-------- PAGE
Optical Component, Optical Module, and Electronic Device

This application is a continuation of International Application No. PCT/CN2023/133486, filed on Nov. 22, 2023, which claims priority to Chinese Patent Application No. 202310010202.3, filed on Jan. 4, 2023. The disclosures of the aforementioned applications are hereby incorporated by reference in their entireties.

This application relates to the field of optical communication technologies, and in particular, to an optical component, an optical module, and an electronic device.

With development of optical communication technologies, people have increasingly higher requirements for a bandwidth. A high-rate optical module is an inevitable trend for future development of optical communication technologies. Currently, a rate of an optical module has rapidly increased from early 10 G to current 400 G or even 800 G.

A quantity of channels may be increased to increase the rate of the optical module. However, an increase in the quantity of channels leads to an increase in a size, costs, and power consumption of the optical module.

Embodiments of this application provide an optical component, an optical module, and an electronic device, to reduce costs and a size of the optical component.

To achieve the foregoing objective, the following technical solutions are used in this application.

A first aspect of embodiments of this application provides an optical component, including a first laser having a first light outlet and a second light outlet, a second laser having a third light outlet and a fourth light outlet, a first lens located on a light emergence side of the first laser, a second lens located on a light emergence side of the second laser, and an optical multiplexer located on a light emergence side of the first lens and the second lens. The first light outlet is configured to emit a first light beam. The second light outlet is configured to emit a second light beam. The third light outlet is configured to emit a third light beam. The fourth light outlet is configured to emit a fourth light beam. The first lens is configured to separately collimate the first light beam and the second light beam, and emit a first collimated light beam and a second collimated light beam. The second lens is configured to separately collimate the third light beam and the fourth light beam, and emit a third collimated light beam and a fourth collimated light beam. The optical multiplexer is configured to combine the first collimated light beam and the third collimated light beam, and emit a first combined light beam; and is configured to combine the second collimated light beam and the fourth collimated light beam, and emit a second combined light beam.
----------------
-------- RECORD SET
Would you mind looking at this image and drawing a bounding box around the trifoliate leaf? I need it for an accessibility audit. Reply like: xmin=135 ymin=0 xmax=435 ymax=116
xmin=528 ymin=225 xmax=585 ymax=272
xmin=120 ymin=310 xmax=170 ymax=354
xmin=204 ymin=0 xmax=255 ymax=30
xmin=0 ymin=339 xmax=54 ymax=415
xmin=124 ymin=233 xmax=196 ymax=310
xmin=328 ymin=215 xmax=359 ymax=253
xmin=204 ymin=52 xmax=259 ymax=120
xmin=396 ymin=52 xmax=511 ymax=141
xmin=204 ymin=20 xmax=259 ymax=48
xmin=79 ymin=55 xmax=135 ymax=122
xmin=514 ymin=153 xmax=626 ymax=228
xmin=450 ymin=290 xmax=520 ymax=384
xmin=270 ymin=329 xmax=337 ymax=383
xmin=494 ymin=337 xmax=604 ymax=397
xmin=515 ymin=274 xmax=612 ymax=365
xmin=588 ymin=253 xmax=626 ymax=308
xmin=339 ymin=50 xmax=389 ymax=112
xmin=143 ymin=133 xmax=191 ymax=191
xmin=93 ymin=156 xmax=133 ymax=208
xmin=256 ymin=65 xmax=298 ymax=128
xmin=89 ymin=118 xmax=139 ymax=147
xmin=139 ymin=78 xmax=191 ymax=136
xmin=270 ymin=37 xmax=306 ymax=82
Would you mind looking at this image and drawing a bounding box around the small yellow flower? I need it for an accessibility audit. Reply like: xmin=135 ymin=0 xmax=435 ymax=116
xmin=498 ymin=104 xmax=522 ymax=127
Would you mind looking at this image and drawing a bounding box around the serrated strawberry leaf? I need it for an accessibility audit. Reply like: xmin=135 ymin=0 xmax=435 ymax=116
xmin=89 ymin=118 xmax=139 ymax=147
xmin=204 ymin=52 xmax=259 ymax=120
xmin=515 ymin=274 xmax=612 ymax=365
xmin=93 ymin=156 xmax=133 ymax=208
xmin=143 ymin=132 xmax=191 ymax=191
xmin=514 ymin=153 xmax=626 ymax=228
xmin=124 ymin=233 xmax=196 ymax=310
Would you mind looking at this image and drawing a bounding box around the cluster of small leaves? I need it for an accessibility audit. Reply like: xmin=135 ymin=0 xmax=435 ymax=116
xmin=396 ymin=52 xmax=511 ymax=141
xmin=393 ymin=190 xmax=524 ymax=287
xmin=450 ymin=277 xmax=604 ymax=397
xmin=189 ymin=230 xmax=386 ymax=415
----------------
SET OF TASKS:
**A)** Reproduce the optical component text word for word, from its title to its last sentence.
**B)** Rewrite the records from their first line up to and including the line with "xmin=204 ymin=20 xmax=259 ymax=48", changing "accessibility audit" to "usability review" and leaving everything else the same. Return only those lines.
The optical component text and the records have no connection to each other.

SOLUTIONS:
**A)**
Optical Component, Optical Module, and Electronic Device

This application is a continuation of International Application No. PCT/CN2023/133486, filed on Nov. 22, 2023, which claims priority to Chinese Patent Application No. 202310010202.3, filed on Jan. 4, 2023. The disclosures of the aforementioned applications are hereby incorporated by reference in their entireties.

This application relates to the field of optical communication technologies, and in particular, to an optical component, an optical module, and an electronic device.

With development of optical communication technologies, people have increasingly higher requirements for a bandwidth. A high-rate optical module is an inevitable trend for future development of optical communication technologies. Currently, a rate of an optical module has rapidly increased from early 10 G to current 400 G or even 800 G.

A quantity of channels may be increased to increase the rate of the optical module. However, an increase in the quantity of channels leads to an increase in a size, costs, and power consumption of the optical module.

Embodiments of this application provide an optical component, an optical module, and an electronic device, to reduce costs and a size of the optical component.

To achieve the foregoing objective, the following technical solutions are used in this application.

A first aspect of embodiments of this application provides an optical component, including a first laser having a first light outlet and a second light outlet, a second laser having a third light outlet and a fourth light outlet, a first lens located on a light emergence side of the first laser, a second lens located on a light emergence side of the second laser, and an optical multiplexer located on a light emergence side of the first lens and the second lens. The first light outlet is configured to emit a first light beam. The second light outlet is configured to emit a second light beam. The third light outlet is configured to emit a third light beam. The fourth light outlet is configured to emit a fourth light beam. The first lens is configured to separately collimate the first light beam and the second light beam, and emit a first collimated light beam and a second collimated light beam. The second lens is configured to separately collimate the third light beam and the fourth light beam, and emit a third collimated light beam and a fourth collimated light beam. The optical multiplexer is configured to combine the first collimated light beam and the third collimated light beam, and emit a first combined light beam; and is configured to combine the second collimated light beam and the fourth collimated light beam, and emit a second combined light beam.

**B)**
Would you mind looking at this image and drawing a bounding box around the trifoliate leaf? I need it for an usability review. Reply like: xmin=135 ymin=0 xmax=435 ymax=116
xmin=528 ymin=225 xmax=585 ymax=272
xmin=120 ymin=310 xmax=170 ymax=354
xmin=204 ymin=0 xmax=255 ymax=30
xmin=0 ymin=339 xmax=54 ymax=415
xmin=124 ymin=233 xmax=196 ymax=310
xmin=328 ymin=215 xmax=359 ymax=253
xmin=204 ymin=52 xmax=259 ymax=120
xmin=396 ymin=52 xmax=511 ymax=141
xmin=204 ymin=20 xmax=259 ymax=48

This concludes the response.